ИСХОДНЫЙ ФРАГМЕНТ:
Но рукопись Сталина осталась неоконченной. По мнению В.П. Данилова, О.В. Хлевнюка и А.Ю. Ватлина "ответ на уровне конкретного анализа экономических проблем не получился, оказался Сталину не по плечу". Это сомнительно. В дискуссиях 1928-1929 гг. аргументы Сталина лучше убеждали членов ЦК, чем аргументы Бухарина (а это — основные судьи в споре). Свои аргументы Сталин изложил в развернутой речи на ноябрьском пленуме ЦК. Но именно в этой речи он "заступился" за Бухарина, противопоставив взгляды, изложенные в "Заметках экономиста" идеям "правого уклониста" М. Фрумкина: "Товарищ Фрумкин любит вообще хватать за фалды тех или иных членов Политбюро для обоснования своей точки зрения. Вполне возможно, что он и в данном случае постарается схватить за фалды тов. Бухарина, чтобы оказать, что тов. Бухарин говорит "то же самое" в своей статье "Заметки экономиста". Но тов. Бухарин говорит далеко не "то же самое". Тов. Бухарин поставил в своей статье отвлеченный, теоретический вопрос о возможности или об опасности деградации. Говоря отвлеченно, такая постановка вопроса вполне возможна и закономерна. А что делает тов. Фрумкин? Он превращает абстрактный вопрос о возможности деградации в факт деградации сельского хозяйства".

Сталин не считал целесообразным осенью 1928 г. разворачивать открытую дискуссию, и не потому, что не имел аргументов, а в связи с неготовностью кадровых позиций. Сталин прекрасно понимал, что в компартии побеждает не тот, кто скажет больше, а тот, за кем останется больше высокопоставленных чиновников.

8 октября Политбюро судило редакцию "Правды", который возглавлял Бухарин, за публикацию столь спорной статьи без ведома ЦК. Это был важный сигнал. Бухарин все еще считался одним из лидеров партии, но на активе Петроградского района Ленинграда официальный лектор раскритиковал "Заметки экономиста". После такой критики члена Политбюро, идеолога партии этот лектор должен был бы получить взыскание. Если бы не выполнял указание своего руководства. Пропагандистская машина партии, раньше служившая инструментом в руках Бухарина, теперь была переналажена против него.

СТРОКИ ДАННЫХ:
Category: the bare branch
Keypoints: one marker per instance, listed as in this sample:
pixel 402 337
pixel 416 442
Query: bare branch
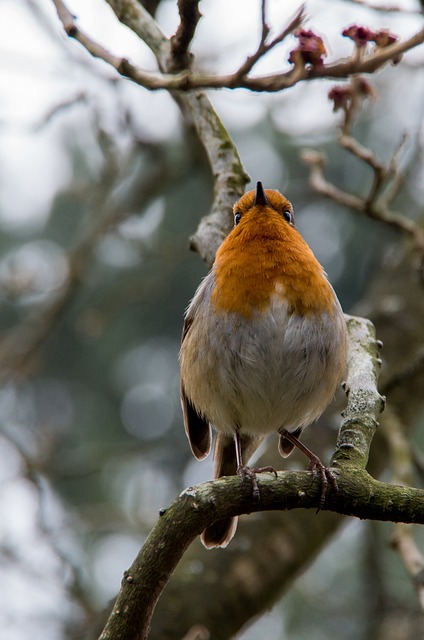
pixel 402 463
pixel 136 18
pixel 386 177
pixel 264 47
pixel 180 42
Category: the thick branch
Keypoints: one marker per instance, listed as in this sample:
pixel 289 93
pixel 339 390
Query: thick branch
pixel 364 401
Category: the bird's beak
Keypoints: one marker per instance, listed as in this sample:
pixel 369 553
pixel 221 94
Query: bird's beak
pixel 260 197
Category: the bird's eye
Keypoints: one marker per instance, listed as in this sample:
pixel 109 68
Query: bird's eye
pixel 289 217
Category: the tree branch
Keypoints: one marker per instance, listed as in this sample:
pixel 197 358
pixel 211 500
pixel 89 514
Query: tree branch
pixel 135 16
pixel 180 42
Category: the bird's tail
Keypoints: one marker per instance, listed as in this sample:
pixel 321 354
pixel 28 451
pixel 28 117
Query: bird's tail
pixel 221 532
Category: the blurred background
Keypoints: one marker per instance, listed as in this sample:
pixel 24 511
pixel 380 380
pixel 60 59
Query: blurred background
pixel 101 185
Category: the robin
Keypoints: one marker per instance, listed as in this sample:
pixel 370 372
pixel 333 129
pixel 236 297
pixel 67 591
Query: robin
pixel 263 347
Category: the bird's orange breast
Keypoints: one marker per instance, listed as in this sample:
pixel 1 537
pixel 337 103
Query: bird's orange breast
pixel 264 257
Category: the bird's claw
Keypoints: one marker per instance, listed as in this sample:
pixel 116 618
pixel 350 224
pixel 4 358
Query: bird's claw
pixel 326 476
pixel 244 471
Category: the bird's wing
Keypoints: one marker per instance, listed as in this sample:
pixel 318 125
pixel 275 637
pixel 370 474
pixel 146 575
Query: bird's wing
pixel 198 429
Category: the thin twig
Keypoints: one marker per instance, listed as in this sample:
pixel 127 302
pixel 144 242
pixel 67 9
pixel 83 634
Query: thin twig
pixel 264 47
pixel 386 177
pixel 180 41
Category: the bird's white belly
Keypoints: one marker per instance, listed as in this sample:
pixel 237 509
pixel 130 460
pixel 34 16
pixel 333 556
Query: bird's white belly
pixel 273 371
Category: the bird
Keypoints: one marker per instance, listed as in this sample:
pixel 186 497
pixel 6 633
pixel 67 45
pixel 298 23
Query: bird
pixel 263 349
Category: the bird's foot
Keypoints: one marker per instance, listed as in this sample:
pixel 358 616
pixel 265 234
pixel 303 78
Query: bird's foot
pixel 244 471
pixel 315 465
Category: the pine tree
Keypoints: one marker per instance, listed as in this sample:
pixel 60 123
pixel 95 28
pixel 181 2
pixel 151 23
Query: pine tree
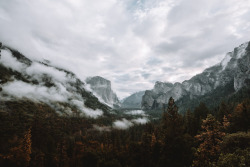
pixel 211 138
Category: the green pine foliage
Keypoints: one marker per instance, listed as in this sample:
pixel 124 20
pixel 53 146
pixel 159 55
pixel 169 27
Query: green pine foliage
pixel 33 134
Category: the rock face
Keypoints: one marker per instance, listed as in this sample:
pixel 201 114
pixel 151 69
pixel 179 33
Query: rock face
pixel 24 79
pixel 133 101
pixel 102 88
pixel 235 67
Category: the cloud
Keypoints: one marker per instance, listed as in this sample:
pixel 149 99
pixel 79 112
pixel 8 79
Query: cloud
pixel 102 128
pixel 37 70
pixel 141 121
pixel 60 91
pixel 122 124
pixel 136 112
pixel 9 61
pixel 21 89
pixel 131 43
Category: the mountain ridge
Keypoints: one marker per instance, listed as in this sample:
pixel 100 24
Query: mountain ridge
pixel 233 68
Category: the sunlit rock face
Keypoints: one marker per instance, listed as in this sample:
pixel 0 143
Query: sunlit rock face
pixel 102 88
pixel 235 68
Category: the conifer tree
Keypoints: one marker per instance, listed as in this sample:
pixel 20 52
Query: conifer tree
pixel 211 138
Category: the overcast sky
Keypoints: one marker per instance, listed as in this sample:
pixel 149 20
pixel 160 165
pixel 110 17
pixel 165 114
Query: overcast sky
pixel 132 43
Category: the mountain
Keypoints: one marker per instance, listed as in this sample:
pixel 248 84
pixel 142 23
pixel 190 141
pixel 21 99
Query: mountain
pixel 133 101
pixel 227 77
pixel 102 89
pixel 23 79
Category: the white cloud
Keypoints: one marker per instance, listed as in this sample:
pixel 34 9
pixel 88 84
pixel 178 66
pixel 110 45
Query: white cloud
pixel 21 89
pixel 36 70
pixel 9 61
pixel 142 121
pixel 136 112
pixel 122 124
pixel 115 38
pixel 59 93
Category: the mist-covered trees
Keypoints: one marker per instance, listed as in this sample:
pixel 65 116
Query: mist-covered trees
pixel 32 134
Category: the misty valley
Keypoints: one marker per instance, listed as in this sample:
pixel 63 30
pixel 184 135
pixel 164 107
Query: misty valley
pixel 51 117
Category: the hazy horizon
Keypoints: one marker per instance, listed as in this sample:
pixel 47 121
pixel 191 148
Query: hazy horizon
pixel 131 43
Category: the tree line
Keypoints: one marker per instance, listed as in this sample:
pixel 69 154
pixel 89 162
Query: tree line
pixel 32 134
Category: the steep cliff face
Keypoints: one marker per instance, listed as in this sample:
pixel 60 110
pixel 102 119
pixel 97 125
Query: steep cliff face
pixel 234 68
pixel 25 79
pixel 102 89
pixel 133 101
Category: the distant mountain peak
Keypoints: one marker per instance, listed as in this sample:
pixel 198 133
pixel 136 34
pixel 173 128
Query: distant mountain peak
pixel 235 67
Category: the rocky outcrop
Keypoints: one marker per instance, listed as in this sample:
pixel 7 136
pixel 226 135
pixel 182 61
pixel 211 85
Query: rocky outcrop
pixel 102 89
pixel 235 67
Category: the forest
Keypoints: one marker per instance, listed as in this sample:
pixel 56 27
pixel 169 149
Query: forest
pixel 32 134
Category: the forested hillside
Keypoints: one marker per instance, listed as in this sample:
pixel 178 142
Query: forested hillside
pixel 32 134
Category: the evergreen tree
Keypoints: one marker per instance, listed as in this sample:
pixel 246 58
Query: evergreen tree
pixel 211 138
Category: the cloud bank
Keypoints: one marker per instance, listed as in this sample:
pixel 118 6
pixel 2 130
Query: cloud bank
pixel 60 90
pixel 133 43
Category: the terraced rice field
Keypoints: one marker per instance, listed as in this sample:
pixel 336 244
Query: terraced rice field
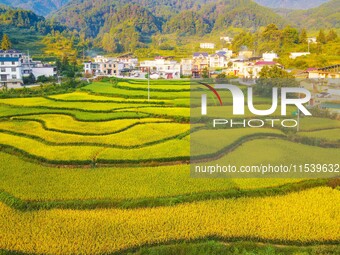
pixel 104 171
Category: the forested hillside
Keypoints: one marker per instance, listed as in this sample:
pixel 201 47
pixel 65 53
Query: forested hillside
pixel 324 16
pixel 108 23
pixel 41 7
pixel 291 4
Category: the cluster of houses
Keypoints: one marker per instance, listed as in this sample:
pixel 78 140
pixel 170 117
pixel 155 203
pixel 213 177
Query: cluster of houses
pixel 244 65
pixel 15 65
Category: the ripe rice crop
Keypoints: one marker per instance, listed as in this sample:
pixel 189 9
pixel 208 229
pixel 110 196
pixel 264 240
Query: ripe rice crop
pixel 64 123
pixel 144 86
pixel 168 111
pixel 329 134
pixel 314 123
pixel 50 183
pixel 85 106
pixel 83 96
pixel 134 136
pixel 9 111
pixel 107 88
pixel 306 217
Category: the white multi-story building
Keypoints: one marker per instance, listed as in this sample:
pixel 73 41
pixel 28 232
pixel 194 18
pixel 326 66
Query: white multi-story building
pixel 220 59
pixel 207 45
pixel 10 72
pixel 295 55
pixel 227 39
pixel 166 69
pixel 109 66
pixel 269 56
pixel 186 67
pixel 37 68
pixel 15 65
pixel 128 62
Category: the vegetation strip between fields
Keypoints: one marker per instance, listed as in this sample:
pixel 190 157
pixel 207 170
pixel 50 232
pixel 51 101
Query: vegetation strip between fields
pixel 37 138
pixel 232 246
pixel 92 204
pixel 44 125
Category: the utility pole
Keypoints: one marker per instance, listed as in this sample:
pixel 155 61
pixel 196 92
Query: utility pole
pixel 149 84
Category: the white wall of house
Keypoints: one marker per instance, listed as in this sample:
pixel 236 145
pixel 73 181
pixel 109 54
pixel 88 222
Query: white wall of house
pixel 166 69
pixel 47 71
pixel 295 55
pixel 207 45
pixel 269 56
pixel 10 71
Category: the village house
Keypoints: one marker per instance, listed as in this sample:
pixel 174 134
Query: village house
pixel 161 67
pixel 226 39
pixel 109 66
pixel 14 66
pixel 37 68
pixel 329 72
pixel 294 55
pixel 312 40
pixel 245 54
pixel 207 45
pixel 220 59
pixel 200 61
pixel 269 56
pixel 10 72
pixel 186 67
pixel 251 70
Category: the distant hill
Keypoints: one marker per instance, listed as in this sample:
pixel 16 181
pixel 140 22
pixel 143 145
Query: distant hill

ЗАДАНИЕ:
Назовите всех людей, которых исходный фрагмент упоминает по фамилии, в порядке их первого появления.

ОТВЕТ НА ЗАДАНИЕ:
Сталин, В.П. Данилов, О.В. Хлевнюк, А.Ю. Ватлин, Бухарин, М. Фрумкин.